◆ **Tugas yang Diberikan 1**: Menurut artikel tentang pertumbuhan Gunung Everest, berapa persen laju pengangkatan tahunan Everest yang disumbang oleh erosi akibat penggabungan sungai Kosi dan Arun?
◆ **Tugas yang Diberikan 2**: Tulis lanjutan artikel tentang pertumbuhan Gunung Everest, dimulai tepat setelah kalimat terakhirnya.
---- Cuplikan Dokumen
JagatBisnis.com – Gunung Everest, yang dikenal sebagai puncak tertinggi di Bumi, menjulang setinggi 5,5 mil (8,85 km) di atas permukaan laut dan terus mengalami pertumbuhan. Fenomena ini menarik perhatian para ilmuwan yang berusaha memahami dinamika geologis yang mendasari pertumbuhan gunung ini.
Asal Usul Pertumbuhan Everest
Sejak sekitar 50 juta tahun lalu, ketika anak benua India bertabrakan dengan Eurasia, Everest dan pegunungan Himalaya lainnya telah mengalami pertumbuhan yang tak terelakkan. Namun, para peneliti kini menemukan bahwa pertumbuhan Everest lebih signifikan dari yang diperkirakan sebelumnya, dengan ketinggian yang bertambah sekitar 49-164 kaki (15-50 meter) akibat penggabungan dua sistem sungai besar: Kosi dan Arun, sekitar 89.000 tahun yang lalu.
Proses ini, yang disebut rebound isostatik, terjadi ketika massa daratan di kerak Bumi naik sebagai respons terhadap berkurangnya berat di permukaan. Seperti yang dijelaskan oleh Jin-Gen Dai, seorang geosains dari Universitas Geosains Tiongkok, “Ketika beban berat, seperti es atau batuan yang terkikis, dihilangkan, tanah di bawahnya perlahan-lahan naik sebagai respons, mirip dengan perahu yang naik di air saat kargo diturunkan.”
Proses Erosi dan Dampaknya
Penggabungan sungai Kosi dan Arun telah menyebabkan erosi yang signifikan, yang pada gilirannya mengurangi berat wilayah di sekitar Everest. Proses ini berkontribusi sekitar 10% dari laju pengangkatan tahunan Everest. Peneliti menggunakan model numerik untuk mensimulasikan evolusi sistem sungai ini, menemukan bahwa pengaruh rebound isostatik cukup besar.
Proses geologi ini tidak terbatas pada Himalaya. Contoh klasik terjadi di Skandinavia, di mana daratan masih terangkat sebagai respons terhadap pencairan lapisan es tebal selama Zaman Es terakhir.
--------
---- Data yang Diberikan
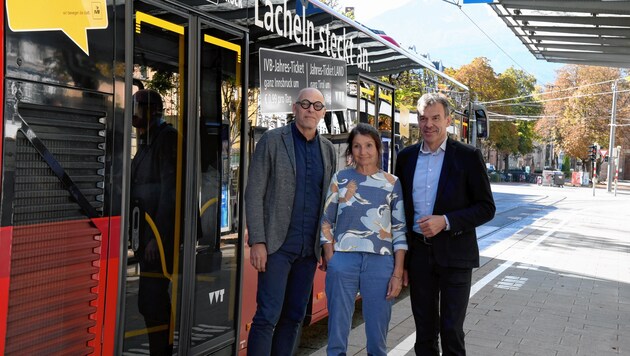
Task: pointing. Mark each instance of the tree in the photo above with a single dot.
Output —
--------
◆ **Jawaban Tertulis 1**: Sekitar 10%.

◆ **Jawaban Tertulis 2**:
Pertumbuhan Berkelanjutan
Pengukuran GPS menunjukkan bahwa Everest dan seluruh Himalaya terus tumbuh, melampaui erosi permukaan yang disebabkan oleh faktor lingkungan seperti angin, hujan, dan aliran sungai. Meskipun erosi ini berlangsung, laju pengangkatan Everest akibat rebound isostatik diperkirakan akan meningkat seiring waktu.
Puncak-puncak di sekitarnya, seperti Lhotse dan Makalu, juga mengalami pertumbuhan yang serupa. Lhotse memiliki tingkat pertumbuhan yang sebanding dengan Everest, sementara Makalu, yang lebih dekat dengan Arun, memiliki laju pertumbuhan sedikit lebih tinggi.
Makna Budaya dan Simbolik Everest
Gunung Everest, yang dikenal sebagai Sagarmatha di Nepal dan Chomolungma di Tibet, bukan hanya titik tertinggi di Bumi; ia juga memiliki makna budaya yang mendalam. Bagi masyarakat Sherpa dan Tibet, gunung ini dianggap sakral. Secara global, Everest melambangkan tantangan terbesar bagi umat manusia, mencerminkan ketahanan dan semangat kita untuk melampaui batas.
“Gunung Everest menempati tempat yang unik dalam kesadaran manusia,” kata Dai. “Secara fisik, ia adalah puncak tertinggi, yang memberinya makna penting, sementara secara budaya, ia mewakili tantangan dan aspirasi manusia.”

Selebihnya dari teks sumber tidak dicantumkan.